**Given task:** Return verbatim every line of the data below, beginning at the line that contains "Expected: one point per instance of the blue rubber" and stopping after the last line of the data, with both of those lines included.

>> begin

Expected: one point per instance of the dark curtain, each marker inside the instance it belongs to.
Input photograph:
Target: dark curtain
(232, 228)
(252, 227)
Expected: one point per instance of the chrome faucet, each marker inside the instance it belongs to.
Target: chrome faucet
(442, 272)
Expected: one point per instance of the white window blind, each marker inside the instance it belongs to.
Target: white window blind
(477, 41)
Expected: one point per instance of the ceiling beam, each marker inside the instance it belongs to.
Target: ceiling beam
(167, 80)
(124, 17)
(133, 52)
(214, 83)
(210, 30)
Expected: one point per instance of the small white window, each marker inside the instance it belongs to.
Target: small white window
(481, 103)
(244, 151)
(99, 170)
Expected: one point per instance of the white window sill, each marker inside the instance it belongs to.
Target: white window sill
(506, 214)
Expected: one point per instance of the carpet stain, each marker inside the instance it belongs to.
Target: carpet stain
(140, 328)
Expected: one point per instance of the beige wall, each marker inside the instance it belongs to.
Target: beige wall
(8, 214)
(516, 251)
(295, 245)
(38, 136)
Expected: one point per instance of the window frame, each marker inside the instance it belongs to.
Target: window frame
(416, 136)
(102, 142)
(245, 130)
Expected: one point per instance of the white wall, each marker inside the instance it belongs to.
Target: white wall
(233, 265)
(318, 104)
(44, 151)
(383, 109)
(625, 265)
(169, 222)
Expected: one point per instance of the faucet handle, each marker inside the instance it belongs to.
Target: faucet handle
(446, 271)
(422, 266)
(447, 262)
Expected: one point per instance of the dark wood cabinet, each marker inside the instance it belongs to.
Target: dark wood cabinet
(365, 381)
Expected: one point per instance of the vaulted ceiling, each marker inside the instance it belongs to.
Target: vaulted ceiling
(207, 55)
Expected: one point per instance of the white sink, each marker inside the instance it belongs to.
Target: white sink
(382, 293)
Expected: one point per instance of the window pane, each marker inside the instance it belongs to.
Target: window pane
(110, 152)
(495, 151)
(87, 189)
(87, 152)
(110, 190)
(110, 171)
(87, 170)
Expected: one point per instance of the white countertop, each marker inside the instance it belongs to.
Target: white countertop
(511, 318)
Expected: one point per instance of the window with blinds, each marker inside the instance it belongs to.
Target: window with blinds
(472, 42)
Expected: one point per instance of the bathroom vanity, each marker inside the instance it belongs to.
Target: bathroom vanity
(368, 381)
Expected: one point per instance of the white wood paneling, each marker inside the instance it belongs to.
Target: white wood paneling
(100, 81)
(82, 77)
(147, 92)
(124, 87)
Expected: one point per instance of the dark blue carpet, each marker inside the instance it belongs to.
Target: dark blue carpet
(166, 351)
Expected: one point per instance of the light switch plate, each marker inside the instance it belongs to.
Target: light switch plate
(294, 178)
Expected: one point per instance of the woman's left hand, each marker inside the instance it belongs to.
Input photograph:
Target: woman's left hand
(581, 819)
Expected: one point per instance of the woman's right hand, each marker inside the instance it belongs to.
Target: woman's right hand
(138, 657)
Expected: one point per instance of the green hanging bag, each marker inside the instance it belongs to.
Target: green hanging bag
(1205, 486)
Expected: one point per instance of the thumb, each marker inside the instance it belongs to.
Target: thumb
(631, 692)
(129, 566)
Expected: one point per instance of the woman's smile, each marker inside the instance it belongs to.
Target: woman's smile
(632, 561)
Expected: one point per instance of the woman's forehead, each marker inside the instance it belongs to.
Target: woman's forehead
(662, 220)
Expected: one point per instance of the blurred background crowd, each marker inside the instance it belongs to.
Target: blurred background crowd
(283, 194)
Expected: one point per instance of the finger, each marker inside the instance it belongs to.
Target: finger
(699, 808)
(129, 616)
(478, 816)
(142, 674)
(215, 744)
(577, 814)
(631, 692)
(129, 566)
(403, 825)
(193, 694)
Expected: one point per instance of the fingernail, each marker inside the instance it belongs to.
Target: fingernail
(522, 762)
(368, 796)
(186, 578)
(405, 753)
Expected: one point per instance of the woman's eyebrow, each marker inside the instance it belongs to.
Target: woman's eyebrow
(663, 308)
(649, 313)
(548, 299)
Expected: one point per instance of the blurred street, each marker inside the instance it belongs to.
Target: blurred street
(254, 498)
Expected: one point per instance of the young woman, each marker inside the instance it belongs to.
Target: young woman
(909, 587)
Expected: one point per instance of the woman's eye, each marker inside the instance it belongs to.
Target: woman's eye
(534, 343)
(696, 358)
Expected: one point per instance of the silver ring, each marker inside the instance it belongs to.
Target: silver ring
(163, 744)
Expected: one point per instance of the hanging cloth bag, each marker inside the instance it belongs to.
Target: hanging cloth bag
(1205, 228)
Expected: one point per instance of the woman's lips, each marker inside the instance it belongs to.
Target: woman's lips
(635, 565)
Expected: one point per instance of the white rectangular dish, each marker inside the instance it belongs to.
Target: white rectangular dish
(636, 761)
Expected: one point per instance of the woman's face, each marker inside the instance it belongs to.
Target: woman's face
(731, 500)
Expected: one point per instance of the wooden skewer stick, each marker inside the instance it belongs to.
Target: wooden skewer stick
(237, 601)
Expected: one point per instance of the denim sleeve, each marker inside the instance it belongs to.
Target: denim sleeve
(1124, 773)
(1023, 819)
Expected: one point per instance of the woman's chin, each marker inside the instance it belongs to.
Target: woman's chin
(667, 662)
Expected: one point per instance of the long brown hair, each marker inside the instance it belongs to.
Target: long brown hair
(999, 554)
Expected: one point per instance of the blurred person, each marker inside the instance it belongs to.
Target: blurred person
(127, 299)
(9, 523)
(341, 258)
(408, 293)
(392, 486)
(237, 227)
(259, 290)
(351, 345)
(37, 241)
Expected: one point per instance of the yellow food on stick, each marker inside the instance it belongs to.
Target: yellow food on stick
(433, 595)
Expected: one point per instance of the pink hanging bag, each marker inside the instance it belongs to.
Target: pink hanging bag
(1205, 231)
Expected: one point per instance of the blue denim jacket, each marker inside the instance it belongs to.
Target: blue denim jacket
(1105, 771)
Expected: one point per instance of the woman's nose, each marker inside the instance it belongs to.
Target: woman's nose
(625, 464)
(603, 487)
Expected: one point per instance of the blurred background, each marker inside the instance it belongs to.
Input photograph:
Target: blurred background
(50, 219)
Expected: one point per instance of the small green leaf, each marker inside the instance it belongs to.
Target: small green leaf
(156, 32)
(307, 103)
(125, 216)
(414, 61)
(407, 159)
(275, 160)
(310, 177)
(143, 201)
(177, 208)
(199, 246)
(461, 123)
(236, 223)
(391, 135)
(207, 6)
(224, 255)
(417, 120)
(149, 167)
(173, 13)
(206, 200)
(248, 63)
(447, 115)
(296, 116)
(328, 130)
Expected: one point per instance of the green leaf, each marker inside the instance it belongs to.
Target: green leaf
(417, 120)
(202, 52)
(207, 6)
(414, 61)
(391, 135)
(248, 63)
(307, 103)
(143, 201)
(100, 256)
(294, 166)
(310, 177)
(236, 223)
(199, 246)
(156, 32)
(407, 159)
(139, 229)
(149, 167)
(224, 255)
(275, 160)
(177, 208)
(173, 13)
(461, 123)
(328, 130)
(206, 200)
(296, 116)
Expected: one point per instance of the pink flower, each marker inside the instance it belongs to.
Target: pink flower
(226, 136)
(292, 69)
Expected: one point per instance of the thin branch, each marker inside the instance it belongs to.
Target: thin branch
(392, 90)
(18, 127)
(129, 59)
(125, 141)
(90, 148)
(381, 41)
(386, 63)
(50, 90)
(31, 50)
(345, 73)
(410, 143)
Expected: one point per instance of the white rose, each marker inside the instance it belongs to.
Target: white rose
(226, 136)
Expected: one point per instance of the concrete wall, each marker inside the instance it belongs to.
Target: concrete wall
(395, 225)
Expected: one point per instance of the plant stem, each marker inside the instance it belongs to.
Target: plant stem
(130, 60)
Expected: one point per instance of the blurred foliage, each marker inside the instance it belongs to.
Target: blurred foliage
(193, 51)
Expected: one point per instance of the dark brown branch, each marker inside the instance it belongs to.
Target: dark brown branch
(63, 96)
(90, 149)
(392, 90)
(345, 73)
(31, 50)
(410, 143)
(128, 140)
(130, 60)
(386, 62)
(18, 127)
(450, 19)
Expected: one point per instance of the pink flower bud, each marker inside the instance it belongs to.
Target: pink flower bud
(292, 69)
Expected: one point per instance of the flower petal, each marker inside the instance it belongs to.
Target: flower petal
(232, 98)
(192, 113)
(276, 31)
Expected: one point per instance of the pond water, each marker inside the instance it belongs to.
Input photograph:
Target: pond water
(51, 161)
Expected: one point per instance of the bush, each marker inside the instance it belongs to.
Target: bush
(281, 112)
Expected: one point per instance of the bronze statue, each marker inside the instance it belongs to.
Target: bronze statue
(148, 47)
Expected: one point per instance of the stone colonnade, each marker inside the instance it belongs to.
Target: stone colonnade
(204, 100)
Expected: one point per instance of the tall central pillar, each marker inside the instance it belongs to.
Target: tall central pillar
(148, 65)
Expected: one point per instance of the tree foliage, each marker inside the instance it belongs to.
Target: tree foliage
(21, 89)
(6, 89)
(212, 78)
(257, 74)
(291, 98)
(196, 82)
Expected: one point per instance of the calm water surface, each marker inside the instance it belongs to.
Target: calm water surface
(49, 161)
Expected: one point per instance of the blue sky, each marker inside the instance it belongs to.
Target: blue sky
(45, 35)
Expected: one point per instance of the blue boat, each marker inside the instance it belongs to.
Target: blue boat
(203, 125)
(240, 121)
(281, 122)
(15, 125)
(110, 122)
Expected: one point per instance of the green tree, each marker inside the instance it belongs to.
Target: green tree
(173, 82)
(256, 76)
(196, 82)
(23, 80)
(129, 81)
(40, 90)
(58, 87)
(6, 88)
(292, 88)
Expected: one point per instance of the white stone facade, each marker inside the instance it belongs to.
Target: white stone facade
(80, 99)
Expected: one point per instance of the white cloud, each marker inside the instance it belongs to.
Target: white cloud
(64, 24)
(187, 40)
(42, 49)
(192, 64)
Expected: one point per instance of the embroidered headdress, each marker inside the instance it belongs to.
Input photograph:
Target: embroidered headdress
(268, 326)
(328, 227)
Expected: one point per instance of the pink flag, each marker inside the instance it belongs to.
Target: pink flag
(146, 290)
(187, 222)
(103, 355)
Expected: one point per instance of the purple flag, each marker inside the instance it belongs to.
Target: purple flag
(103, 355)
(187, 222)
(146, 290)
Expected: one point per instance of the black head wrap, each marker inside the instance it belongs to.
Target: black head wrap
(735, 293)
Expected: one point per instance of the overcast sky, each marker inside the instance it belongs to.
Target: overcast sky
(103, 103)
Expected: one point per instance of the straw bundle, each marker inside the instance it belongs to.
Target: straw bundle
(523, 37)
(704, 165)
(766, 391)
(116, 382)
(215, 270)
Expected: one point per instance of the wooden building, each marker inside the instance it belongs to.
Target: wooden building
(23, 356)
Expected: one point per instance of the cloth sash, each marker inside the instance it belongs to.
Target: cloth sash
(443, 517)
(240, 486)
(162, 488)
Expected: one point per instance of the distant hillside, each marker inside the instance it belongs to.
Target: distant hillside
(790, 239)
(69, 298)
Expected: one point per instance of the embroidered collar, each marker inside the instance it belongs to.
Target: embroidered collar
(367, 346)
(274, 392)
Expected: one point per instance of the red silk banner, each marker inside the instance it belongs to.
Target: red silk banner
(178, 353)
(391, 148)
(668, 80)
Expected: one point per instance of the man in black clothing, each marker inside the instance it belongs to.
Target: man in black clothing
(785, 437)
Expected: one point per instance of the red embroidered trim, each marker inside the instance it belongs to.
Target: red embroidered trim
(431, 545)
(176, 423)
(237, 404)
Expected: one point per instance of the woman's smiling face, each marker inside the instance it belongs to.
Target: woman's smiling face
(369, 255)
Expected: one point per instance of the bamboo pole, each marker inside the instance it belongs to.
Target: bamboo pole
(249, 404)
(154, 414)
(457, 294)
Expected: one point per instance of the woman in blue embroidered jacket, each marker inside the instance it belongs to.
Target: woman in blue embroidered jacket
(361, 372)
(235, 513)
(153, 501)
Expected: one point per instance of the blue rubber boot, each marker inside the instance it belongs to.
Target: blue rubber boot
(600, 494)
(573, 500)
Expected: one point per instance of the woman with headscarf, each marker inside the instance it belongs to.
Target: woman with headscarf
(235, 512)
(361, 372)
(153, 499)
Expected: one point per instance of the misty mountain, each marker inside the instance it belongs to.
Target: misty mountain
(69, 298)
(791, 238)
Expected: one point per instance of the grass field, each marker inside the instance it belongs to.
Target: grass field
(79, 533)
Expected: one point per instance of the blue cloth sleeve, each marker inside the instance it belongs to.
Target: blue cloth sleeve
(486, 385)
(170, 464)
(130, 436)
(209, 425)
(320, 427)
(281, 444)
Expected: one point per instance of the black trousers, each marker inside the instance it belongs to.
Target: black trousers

>> end

**Task result:**
Expected: one point per instance of the blue rubber boot, each marker inside the instance it belongs to.
Target: blue rubber boot
(600, 494)
(573, 500)
Expected: one point per instance of the woman with headscarf, each marker inside the instance it belongs to.
Target: woman with headscarf
(235, 512)
(361, 372)
(153, 499)
Expected: one point per instance of the misty mountain, each marker inside the instance it belongs to.
Target: misty mountain
(69, 298)
(791, 238)
Expected: one point per instance of the grass field, each marker inside the instance it belongs to.
Target: grass field
(79, 533)
Expected: one point per instance of the blue cloth sleeve, each marker inside the instance it belongs to.
Target: blue cloth sleeve
(486, 385)
(170, 464)
(130, 436)
(209, 425)
(320, 427)
(281, 444)
Expected: one point per instance of the black trousers, each marker inside the instance it belongs to.
Target: black trousers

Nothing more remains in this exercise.